Give the data below again, word for word.
(EXERCISE MATERIALS)
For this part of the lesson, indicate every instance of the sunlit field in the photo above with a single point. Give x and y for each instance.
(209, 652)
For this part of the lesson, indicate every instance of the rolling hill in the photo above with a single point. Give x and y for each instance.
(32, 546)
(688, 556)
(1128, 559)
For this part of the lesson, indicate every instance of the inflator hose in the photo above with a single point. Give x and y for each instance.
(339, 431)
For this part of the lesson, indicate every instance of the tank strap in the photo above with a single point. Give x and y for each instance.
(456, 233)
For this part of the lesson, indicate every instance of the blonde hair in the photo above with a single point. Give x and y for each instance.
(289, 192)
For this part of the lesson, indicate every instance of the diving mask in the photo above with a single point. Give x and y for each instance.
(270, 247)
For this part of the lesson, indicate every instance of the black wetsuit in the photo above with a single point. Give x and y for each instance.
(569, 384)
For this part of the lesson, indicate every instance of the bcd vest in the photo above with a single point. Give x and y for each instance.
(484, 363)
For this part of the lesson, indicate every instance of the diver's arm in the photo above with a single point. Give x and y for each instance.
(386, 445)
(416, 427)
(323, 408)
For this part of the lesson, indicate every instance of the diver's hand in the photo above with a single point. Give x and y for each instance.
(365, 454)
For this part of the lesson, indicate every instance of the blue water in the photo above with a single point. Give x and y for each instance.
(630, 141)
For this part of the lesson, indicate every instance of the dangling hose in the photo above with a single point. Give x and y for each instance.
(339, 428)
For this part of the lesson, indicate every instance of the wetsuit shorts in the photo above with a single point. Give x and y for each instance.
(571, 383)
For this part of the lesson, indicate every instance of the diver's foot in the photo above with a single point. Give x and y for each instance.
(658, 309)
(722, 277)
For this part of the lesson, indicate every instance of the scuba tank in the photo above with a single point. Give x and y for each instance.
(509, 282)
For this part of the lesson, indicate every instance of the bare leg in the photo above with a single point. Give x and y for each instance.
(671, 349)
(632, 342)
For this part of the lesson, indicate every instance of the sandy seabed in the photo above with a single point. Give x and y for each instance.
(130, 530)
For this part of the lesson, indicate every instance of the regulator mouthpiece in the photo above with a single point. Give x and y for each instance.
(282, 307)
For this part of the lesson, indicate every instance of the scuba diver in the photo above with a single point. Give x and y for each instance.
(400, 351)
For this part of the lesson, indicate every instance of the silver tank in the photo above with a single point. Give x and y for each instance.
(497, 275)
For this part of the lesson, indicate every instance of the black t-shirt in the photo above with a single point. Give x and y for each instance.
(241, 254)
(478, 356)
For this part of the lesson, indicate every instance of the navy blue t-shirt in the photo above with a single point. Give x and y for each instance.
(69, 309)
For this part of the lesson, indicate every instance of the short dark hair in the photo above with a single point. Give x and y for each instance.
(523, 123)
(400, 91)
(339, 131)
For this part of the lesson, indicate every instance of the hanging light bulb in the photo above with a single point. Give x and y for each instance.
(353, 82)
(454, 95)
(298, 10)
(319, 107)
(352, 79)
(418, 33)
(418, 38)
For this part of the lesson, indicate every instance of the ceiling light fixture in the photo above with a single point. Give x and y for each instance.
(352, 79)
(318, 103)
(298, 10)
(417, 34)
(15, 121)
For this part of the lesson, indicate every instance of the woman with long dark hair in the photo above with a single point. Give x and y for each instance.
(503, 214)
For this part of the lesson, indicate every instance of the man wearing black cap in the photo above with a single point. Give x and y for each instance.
(End EXERCISE MATERIALS)
OUTPUT =>
For this part of the lesson, indicate every instance of the sunlit field in the photo above with a single point. Give x and y for each instance.
(209, 652)
For this part of the lesson, indicate every instance of the rolling hill in the photo above with a single point. Give x and y for each instance.
(32, 546)
(688, 556)
(1128, 559)
For this part of the lesson, indicate every instance of the inflator hose in the photo above with a single point. Give x and y for each instance.
(339, 431)
For this part of the lesson, indicate every instance of the tank strap in the photo above with a single point. Give x and y for each instance.
(456, 233)
For this part of the lesson, indicate every instance of the blonde hair in the photo above with a single point. Give x and y for each instance.
(289, 192)
For this part of the lesson, indicate every instance of the diving mask in the photo above with a single point. Give x and y for each instance.
(270, 247)
For this part of the lesson, indicate every instance of the black wetsuit in the photo above with a single point. Give x and y for each instance.
(569, 384)
For this part of the lesson, indicate every instance of the bcd vest in the photo above with a single point. Give x and y for each instance.
(484, 363)
For this part of the lesson, indicate every instance of the diver's arm in the photo above with a single point. Give x and y for each instance.
(386, 445)
(416, 427)
(323, 408)
For this part of the lesson, indicate every instance of the diver's hand in the photo above with a single point. Give x and y for each instance.
(365, 454)
For this part of the lesson, indicate every instance of the blue water in the photo above with a single point. Give x and y for each instance.
(630, 141)
For this part of the lesson, indicate every instance of the dangling hose in the photo above with a single point. Give x and y for each instance.
(339, 428)
For this part of the lesson, indicate every instance of the wetsuit shorts in the photo above with a single point. Give x and y for each instance.
(571, 383)
For this part of the lesson, indicate every instance of the diver's foot in the photo above with a single point. Give x and y for each instance.
(658, 309)
(722, 277)
For this part of the lesson, indicate every instance of the scuba tank in the photo above with a single point. Give x and y for each instance.
(509, 282)
For this part of the lesson, indicate every instance of the bare leg in the photo above with a single point. Give x and y for each instance.
(671, 349)
(632, 342)
For this part of the lesson, indicate every instance of the sandy seabed in the photo above with a single point. Give x and y for each instance.
(130, 530)
For this part of the lesson, indicate every instance of the regulator mouthpiece in the photo above with a single point. Give x and y for each instance.
(282, 307)
For this part of the lesson, indicate every instance of the scuba diver in the photo above with a single point. Give x and y for each instance.
(400, 351)
For this part of the lesson, indicate every instance of the silver tank in the photo above with a single point. Give x and y for each instance.
(497, 275)
For this part of the lesson, indicate every instance of the black t-shirt in the photo above with a single point. Give x and y for each instance.
(241, 254)
(478, 356)
For this part of the lesson, indicate every instance of the navy blue t-shirt in the photo above with a single point. Give x and y for each instance.
(69, 309)
For this part of the lesson, indicate every instance of the short dark hair in the photo above with a single point. Give x and y for each instance.
(523, 123)
(400, 91)
(339, 131)
For this part of the lesson, indicate every instance of the hanging light bulb in the photo above with a single point. Give x and y for each instance.
(353, 82)
(454, 95)
(298, 10)
(319, 107)
(352, 79)
(418, 33)
(418, 38)
For this part of the lesson, indicate every instance of the ceiling light fixture in the photo above with a single point. Give x and y for each instance.
(352, 79)
(318, 103)
(298, 10)
(417, 34)
(15, 121)
For this part of the lesson, indicate every instance of the woman with long dark hair in the photo above with a single point. Give x and y for each instance.
(503, 214)
For this part of the lesson, indicate every instance of the man wearing black cap in the photo above with a single point. Give x and y for each instance.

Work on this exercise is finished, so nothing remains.